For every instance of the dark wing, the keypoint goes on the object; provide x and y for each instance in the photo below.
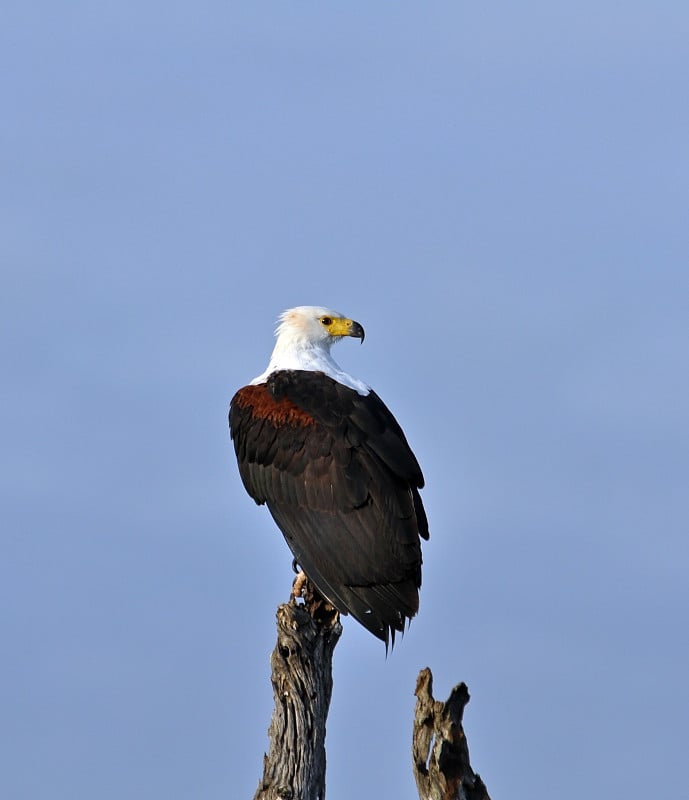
(341, 481)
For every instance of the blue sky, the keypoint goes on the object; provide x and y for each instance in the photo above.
(499, 195)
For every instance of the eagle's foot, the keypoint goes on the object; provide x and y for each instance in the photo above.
(298, 585)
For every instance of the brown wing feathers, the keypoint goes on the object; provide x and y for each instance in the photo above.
(342, 484)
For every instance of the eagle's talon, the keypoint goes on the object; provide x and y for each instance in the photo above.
(298, 585)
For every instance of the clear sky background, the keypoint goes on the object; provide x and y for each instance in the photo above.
(499, 193)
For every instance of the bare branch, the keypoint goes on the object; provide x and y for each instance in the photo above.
(301, 674)
(439, 748)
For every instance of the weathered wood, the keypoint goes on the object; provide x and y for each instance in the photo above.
(439, 748)
(301, 674)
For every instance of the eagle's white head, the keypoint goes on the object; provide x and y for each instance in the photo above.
(316, 326)
(305, 335)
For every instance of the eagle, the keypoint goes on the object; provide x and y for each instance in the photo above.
(322, 451)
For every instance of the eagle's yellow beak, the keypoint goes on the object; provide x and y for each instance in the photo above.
(346, 327)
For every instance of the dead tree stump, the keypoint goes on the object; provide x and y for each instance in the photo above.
(301, 674)
(439, 748)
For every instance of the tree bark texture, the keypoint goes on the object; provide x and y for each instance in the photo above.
(301, 674)
(439, 748)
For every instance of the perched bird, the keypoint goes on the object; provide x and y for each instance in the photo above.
(330, 461)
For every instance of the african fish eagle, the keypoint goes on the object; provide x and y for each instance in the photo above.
(330, 461)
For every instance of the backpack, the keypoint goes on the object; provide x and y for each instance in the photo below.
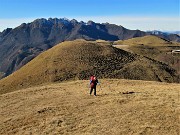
(92, 81)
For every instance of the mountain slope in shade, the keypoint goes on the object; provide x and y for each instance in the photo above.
(123, 107)
(74, 60)
(20, 45)
(153, 47)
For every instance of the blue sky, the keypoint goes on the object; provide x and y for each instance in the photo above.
(132, 14)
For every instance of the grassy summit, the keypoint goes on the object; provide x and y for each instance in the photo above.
(74, 60)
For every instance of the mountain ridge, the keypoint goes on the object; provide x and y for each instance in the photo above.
(77, 60)
(20, 45)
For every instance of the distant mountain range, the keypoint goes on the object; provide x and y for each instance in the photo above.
(20, 45)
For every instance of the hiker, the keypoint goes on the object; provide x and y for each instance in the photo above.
(93, 83)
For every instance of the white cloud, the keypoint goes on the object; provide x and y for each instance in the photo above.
(130, 22)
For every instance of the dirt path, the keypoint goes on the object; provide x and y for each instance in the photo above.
(122, 107)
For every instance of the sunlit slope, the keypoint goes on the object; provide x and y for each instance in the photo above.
(153, 47)
(146, 40)
(79, 59)
(122, 107)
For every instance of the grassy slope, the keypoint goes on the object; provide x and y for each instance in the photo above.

*-*-*

Your answer is to contain exactly the lines from the one holding "For every instance of the distant" to the end of the entries, with no other line.

__Task response__.
For every instance of the distant mountain range, the keypoint goes on the object; provide x and y for each instance in the photo above.
(20, 45)
For every instance of the hiker, the keypoint goes on the object; provide x and y for each instance in the photo above.
(93, 83)
For every instance of the white cloud, the keypoint goes on the object; provide x and y for each instance in the photo above.
(130, 22)
For every instance of the dirt path, the keypoint goes on the object; provide x and y for each instance in the photo above.
(122, 107)
For every instance of the sunlit slope, the keypoint goes on the object; provide x and y for each instance in the photo above.
(153, 47)
(146, 40)
(79, 59)
(122, 107)
For every instance of the grassy slope, the keypoint goes on the object; provide x and y for each instance in the photo above.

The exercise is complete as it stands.